= Aim of the exercise =
Please convert the entries below into a Markdown table with the columns Row and Line, one numbered row per line. Skip blank lines and leave out the pictures.

= Task input =
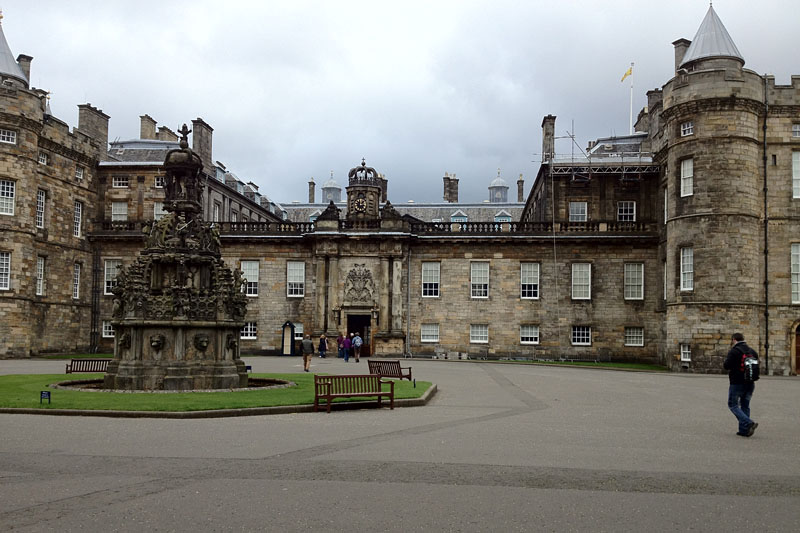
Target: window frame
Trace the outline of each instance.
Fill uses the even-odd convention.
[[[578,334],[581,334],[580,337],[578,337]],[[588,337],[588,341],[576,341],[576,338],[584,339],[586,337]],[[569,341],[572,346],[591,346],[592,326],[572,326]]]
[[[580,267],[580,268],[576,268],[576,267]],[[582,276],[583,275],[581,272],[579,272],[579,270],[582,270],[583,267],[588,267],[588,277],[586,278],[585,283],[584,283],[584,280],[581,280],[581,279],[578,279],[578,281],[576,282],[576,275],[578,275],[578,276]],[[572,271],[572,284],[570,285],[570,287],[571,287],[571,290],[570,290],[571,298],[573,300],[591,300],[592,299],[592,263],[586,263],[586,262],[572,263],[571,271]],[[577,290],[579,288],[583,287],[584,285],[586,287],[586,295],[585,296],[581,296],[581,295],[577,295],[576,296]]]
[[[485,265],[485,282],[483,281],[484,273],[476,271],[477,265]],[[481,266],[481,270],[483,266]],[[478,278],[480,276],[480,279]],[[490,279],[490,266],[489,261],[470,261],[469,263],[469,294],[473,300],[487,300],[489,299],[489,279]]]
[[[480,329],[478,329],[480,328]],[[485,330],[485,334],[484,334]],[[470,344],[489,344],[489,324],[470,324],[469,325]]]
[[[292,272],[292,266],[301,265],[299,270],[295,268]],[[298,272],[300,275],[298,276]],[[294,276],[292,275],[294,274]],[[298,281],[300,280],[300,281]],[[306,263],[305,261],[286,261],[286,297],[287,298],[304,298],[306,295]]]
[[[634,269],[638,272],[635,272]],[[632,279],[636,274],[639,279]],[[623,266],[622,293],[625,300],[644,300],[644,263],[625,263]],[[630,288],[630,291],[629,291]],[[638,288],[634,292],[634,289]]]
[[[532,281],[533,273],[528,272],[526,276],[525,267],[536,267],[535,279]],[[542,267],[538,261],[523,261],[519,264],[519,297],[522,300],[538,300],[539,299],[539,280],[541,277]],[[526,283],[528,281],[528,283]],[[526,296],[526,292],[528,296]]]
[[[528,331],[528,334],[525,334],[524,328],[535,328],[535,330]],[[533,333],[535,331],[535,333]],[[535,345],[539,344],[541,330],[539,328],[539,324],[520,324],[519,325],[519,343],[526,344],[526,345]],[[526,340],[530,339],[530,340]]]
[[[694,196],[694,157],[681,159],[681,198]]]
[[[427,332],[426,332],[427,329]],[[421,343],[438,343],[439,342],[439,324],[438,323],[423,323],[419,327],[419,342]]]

= Result =
| Row | Line |
|---|---|
| 1 | Target: window frame |
| 2 | Trace the outline of each instance. |
| 3 | Fill uses the even-odd convention. |
| 4 | [[[578,334],[581,334],[580,337],[578,337]],[[588,337],[588,341],[576,341],[576,338],[584,339],[586,337]],[[569,341],[572,346],[591,346],[592,326],[572,326]]] |
| 5 | [[[580,267],[580,268],[576,268],[576,267]],[[582,276],[583,275],[581,272],[579,272],[579,270],[582,270],[583,267],[588,267],[588,277],[586,278],[585,283],[584,283],[584,280],[581,280],[581,279],[578,279],[578,281],[576,282],[576,275],[578,275],[578,276]],[[572,271],[572,284],[570,285],[570,287],[571,287],[571,290],[570,290],[571,298],[573,300],[591,300],[592,299],[592,263],[586,263],[586,262],[572,263],[571,271]],[[577,290],[579,288],[583,287],[584,285],[586,287],[586,295],[585,296],[581,296],[581,295],[577,295],[576,296]]] |
| 6 | [[[485,265],[485,282],[483,281],[484,273],[476,271],[477,265]],[[481,266],[481,270],[483,266]],[[478,278],[480,276],[480,279]],[[490,279],[490,266],[489,261],[470,261],[469,263],[469,294],[473,300],[487,300],[489,299],[489,279]]] |
| 7 | [[[480,329],[478,329],[480,328]],[[485,330],[485,334],[484,334]],[[470,344],[489,344],[489,324],[470,324],[469,325]]] |
| 8 | [[[292,272],[292,266],[301,265],[299,270],[295,268]],[[298,272],[300,275],[298,276]],[[294,276],[292,275],[294,274]],[[298,281],[300,280],[300,281]],[[306,263],[305,261],[286,261],[286,297],[287,298],[304,298],[306,295]]] |
| 9 | [[[634,269],[638,272],[635,272]],[[632,279],[636,274],[639,279]],[[623,266],[622,293],[625,300],[644,300],[644,263],[625,263]],[[630,288],[630,291],[629,291]],[[638,288],[634,292],[634,289]]] |
| 10 | [[[532,281],[533,273],[528,272],[526,276],[525,267],[536,267],[535,279]],[[542,267],[538,261],[523,261],[519,264],[519,297],[522,300],[538,300],[539,299],[539,280],[541,277]],[[526,283],[528,281],[528,283]],[[526,296],[526,292],[528,296]]] |
| 11 | [[[528,331],[528,334],[525,334],[524,328],[535,328],[535,330]],[[533,333],[535,331],[535,333]],[[535,345],[539,344],[541,330],[539,328],[539,324],[520,324],[519,325],[519,343],[526,344],[526,345]],[[526,340],[530,339],[530,340]]] |
| 12 | [[[694,196],[694,157],[681,159],[681,198]]] |
| 13 | [[[427,332],[426,332],[427,329]],[[421,343],[438,343],[439,342],[439,324],[438,323],[423,323],[419,327],[419,342]]] |